## start RECORDS SUPPLIED
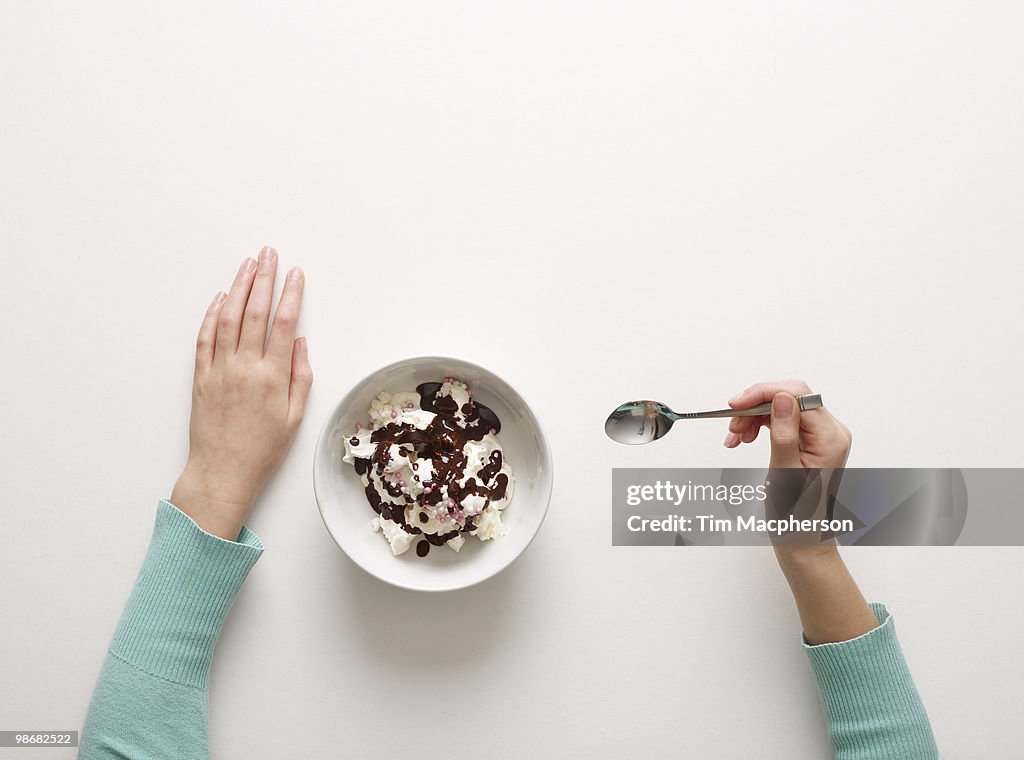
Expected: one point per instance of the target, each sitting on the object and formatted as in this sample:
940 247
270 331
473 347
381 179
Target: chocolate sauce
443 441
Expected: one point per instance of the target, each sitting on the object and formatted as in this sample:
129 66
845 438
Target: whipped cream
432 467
## end RECORDS SUPPLIED
# WRITTEN EXERCISE:
Rewrite all of the lines above, swapping "instance" for "occurrence" and leaving everything else unchanged. Omit the pictures.

# CORRECT RESPONSE:
Expected: one point per occurrence of the target, each sitting on the object and formatted as in this sample:
940 247
270 331
473 347
381 179
Target: chocolate sauce
443 441
Expected: one point per occurrence of the target, each sitting on the object and formatted as in this sample:
129 66
845 438
Target: whipped cream
432 467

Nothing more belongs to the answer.